**Exercise aim**
Put each line of the records, from the line containing "[locate] rhinestone necklace" through the line containing "<point>510,269</point>", into a JSON list of strings, one string per line and omitting blank lines.

[Records from a data collection]

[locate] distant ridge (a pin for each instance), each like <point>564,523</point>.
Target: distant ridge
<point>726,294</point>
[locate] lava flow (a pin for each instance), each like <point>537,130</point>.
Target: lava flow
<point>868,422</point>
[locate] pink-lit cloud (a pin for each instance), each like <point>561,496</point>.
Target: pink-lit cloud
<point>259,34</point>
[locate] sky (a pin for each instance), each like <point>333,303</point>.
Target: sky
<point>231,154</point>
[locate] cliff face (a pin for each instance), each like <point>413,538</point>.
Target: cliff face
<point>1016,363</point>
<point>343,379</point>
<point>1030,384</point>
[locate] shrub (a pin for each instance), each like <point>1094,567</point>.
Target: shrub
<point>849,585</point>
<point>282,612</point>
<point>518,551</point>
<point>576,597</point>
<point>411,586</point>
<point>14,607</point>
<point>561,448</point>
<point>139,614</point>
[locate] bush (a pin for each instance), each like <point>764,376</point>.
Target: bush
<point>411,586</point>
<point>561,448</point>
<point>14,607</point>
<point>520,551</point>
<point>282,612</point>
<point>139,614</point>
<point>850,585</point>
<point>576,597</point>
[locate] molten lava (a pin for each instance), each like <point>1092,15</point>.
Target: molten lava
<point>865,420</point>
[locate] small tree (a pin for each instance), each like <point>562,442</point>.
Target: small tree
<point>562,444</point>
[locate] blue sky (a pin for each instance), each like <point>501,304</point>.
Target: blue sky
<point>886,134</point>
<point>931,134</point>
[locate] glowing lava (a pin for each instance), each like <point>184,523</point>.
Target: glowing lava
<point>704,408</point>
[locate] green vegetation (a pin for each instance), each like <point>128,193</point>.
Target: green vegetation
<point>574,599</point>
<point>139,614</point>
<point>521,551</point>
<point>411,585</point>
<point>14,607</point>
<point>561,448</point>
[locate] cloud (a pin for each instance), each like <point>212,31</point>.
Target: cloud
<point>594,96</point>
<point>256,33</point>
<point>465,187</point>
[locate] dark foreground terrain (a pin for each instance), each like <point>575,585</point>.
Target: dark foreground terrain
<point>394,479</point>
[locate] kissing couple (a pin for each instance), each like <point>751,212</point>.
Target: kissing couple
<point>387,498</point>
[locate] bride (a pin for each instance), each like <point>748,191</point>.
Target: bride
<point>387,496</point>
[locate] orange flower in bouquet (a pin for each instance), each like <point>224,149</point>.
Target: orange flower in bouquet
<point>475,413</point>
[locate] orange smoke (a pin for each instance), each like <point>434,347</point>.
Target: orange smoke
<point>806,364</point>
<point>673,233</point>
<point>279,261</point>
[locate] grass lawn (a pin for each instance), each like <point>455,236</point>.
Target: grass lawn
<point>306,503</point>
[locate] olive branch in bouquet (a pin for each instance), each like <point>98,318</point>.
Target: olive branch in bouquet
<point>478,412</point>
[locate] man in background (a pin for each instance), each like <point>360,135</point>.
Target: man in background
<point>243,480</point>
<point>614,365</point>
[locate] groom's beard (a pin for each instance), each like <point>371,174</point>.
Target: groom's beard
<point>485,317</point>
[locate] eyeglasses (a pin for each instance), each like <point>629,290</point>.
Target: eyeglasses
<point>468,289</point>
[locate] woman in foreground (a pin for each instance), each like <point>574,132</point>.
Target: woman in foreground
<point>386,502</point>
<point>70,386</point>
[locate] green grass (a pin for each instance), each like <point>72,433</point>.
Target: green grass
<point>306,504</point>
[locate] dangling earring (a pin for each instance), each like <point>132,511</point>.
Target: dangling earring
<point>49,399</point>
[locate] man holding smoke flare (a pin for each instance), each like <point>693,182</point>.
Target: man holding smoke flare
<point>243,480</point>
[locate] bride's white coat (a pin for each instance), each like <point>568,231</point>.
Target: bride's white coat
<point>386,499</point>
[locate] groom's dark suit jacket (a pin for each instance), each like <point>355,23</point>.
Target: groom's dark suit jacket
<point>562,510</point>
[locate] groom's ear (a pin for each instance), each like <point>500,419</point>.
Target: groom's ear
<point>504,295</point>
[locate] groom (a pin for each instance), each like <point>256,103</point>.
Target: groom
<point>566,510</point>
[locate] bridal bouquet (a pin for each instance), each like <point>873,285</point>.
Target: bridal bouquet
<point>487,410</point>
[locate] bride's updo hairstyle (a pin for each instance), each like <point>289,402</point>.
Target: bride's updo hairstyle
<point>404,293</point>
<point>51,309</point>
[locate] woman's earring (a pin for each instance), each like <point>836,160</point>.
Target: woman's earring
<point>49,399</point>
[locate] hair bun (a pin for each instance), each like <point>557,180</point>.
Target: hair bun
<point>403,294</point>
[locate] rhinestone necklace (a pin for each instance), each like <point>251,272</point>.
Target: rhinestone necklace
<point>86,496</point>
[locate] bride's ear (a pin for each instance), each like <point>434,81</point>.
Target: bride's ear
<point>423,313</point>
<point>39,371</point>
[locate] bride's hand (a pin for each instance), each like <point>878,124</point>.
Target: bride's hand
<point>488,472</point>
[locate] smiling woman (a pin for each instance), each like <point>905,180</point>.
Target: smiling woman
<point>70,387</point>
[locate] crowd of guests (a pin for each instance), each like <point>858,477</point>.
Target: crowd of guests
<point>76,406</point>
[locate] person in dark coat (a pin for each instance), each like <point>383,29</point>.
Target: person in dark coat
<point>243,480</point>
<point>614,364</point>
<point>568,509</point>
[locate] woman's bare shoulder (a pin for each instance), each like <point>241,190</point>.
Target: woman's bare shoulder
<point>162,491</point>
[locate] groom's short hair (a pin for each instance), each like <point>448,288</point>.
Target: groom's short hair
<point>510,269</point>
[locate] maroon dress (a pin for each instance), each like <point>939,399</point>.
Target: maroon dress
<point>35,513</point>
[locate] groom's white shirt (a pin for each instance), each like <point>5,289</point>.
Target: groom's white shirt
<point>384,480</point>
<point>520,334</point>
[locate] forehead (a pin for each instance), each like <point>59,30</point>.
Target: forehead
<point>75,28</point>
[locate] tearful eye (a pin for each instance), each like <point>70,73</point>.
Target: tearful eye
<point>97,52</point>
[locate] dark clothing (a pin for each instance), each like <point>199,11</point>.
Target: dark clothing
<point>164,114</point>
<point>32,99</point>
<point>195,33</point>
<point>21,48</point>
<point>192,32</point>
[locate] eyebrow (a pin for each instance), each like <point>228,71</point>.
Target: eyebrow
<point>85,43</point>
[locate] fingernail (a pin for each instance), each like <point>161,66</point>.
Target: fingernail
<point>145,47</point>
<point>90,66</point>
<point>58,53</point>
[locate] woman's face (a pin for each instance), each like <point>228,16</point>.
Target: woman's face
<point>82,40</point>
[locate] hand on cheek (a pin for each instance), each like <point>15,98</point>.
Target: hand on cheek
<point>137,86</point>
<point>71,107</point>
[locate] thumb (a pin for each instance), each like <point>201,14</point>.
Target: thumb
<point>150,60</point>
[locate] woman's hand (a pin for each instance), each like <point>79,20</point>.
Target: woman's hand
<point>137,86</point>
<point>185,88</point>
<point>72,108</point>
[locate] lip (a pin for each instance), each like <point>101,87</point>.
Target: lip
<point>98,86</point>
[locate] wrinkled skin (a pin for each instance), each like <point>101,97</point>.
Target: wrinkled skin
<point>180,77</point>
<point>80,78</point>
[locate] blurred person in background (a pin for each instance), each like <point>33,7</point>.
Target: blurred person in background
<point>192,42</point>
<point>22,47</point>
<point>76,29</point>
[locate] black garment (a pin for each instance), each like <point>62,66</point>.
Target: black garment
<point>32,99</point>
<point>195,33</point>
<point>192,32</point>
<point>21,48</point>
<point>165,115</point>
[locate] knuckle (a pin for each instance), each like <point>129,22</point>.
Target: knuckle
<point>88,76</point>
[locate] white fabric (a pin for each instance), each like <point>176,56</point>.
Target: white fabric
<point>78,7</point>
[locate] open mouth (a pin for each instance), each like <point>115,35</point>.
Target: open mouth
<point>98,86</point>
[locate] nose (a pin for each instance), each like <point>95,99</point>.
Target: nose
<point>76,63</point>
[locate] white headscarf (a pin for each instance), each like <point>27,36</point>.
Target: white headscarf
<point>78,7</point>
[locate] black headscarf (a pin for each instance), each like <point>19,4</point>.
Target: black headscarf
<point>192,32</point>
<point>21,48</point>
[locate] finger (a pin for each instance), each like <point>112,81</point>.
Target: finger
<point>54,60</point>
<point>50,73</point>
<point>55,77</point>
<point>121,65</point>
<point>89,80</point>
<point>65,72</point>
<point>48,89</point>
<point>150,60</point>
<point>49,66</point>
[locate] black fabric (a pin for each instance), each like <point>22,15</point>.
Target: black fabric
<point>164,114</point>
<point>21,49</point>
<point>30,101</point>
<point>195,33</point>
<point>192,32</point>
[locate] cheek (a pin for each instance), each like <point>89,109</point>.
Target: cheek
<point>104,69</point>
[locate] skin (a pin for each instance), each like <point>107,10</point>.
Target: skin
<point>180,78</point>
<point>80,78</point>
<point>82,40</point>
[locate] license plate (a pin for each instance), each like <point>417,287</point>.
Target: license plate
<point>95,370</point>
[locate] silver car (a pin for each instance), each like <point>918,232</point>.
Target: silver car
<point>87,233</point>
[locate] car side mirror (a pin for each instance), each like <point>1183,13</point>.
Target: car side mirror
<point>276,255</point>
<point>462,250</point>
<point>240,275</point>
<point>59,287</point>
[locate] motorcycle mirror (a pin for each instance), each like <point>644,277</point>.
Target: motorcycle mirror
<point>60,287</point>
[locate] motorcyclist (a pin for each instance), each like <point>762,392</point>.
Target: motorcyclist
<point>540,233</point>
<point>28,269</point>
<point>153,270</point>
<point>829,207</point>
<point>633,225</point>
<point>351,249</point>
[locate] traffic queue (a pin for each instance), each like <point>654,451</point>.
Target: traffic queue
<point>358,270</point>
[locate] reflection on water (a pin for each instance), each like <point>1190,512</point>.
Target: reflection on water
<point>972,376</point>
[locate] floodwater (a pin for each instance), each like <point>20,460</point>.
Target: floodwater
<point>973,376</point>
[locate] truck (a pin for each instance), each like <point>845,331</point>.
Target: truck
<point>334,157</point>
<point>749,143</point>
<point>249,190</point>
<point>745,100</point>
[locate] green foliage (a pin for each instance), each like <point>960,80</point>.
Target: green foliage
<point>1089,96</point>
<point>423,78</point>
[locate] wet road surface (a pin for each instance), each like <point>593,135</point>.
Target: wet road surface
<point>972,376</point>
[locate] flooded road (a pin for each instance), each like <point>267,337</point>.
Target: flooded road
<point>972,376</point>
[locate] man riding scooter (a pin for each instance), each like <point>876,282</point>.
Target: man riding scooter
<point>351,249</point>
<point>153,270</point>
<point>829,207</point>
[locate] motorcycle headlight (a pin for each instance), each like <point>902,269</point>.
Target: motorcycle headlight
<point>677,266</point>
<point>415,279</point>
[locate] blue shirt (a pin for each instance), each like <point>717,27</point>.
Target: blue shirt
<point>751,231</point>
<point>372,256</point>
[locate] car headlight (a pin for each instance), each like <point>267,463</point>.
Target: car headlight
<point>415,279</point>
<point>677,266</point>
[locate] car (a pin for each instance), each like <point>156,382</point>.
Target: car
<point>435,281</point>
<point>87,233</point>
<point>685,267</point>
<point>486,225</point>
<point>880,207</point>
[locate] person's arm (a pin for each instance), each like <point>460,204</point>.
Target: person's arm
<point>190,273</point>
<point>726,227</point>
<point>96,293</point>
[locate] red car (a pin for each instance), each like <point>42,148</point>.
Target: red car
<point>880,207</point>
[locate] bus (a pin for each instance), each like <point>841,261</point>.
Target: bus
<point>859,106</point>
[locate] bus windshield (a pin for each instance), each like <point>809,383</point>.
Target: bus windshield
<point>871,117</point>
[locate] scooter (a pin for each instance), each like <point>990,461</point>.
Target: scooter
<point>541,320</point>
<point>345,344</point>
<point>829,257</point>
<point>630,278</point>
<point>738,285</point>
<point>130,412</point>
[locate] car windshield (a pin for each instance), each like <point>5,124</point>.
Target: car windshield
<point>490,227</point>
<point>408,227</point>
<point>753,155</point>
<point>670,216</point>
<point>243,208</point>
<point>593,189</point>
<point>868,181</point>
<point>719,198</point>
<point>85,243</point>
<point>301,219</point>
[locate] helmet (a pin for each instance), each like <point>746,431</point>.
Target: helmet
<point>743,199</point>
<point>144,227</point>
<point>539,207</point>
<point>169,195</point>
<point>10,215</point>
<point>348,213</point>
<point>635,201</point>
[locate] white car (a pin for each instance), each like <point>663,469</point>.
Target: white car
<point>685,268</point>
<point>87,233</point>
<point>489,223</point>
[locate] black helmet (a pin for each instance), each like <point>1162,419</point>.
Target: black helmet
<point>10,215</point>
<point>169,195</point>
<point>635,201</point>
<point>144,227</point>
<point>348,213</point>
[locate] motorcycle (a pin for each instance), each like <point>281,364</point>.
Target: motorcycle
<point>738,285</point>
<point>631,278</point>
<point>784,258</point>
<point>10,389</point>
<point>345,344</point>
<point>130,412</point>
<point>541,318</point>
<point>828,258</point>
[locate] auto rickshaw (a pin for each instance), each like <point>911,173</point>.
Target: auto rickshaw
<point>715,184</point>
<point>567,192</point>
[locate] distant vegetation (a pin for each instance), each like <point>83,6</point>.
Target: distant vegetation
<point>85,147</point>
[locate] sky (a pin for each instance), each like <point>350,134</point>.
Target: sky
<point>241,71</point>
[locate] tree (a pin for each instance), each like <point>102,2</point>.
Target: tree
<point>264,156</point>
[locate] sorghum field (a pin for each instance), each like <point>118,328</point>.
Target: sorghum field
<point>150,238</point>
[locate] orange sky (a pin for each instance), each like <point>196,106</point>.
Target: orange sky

**Answer to the exercise**
[
  "[locate] rhinestone necklace (a pin for each instance), each like <point>251,272</point>.",
  "Target: rhinestone necklace",
  "<point>86,496</point>",
  "[locate] bride's ear (a pin for each instance), each like <point>434,81</point>.",
  "Target: bride's ear",
  "<point>423,313</point>",
  "<point>39,371</point>",
  "[locate] bride's hand (a pin for each instance), each like <point>878,124</point>.",
  "Target: bride's hand",
  "<point>488,472</point>",
  "[locate] smiling woman (a pin for each instance), each like <point>905,180</point>.",
  "Target: smiling woman",
  "<point>70,387</point>",
  "[locate] crowd of guests (a pin for each instance), each like <point>858,477</point>.",
  "Target: crowd of guests",
  "<point>76,406</point>",
  "[locate] person in dark coat (a pin for each instance), each like <point>383,29</point>.",
  "Target: person in dark coat",
  "<point>243,480</point>",
  "<point>614,364</point>",
  "<point>568,509</point>",
  "[locate] woman's bare shoulder (a pin for each instance), each like <point>241,190</point>.",
  "Target: woman's bare shoulder",
  "<point>162,491</point>",
  "[locate] groom's short hair (a pin for each instance), each like <point>448,288</point>.",
  "Target: groom's short hair",
  "<point>510,269</point>"
]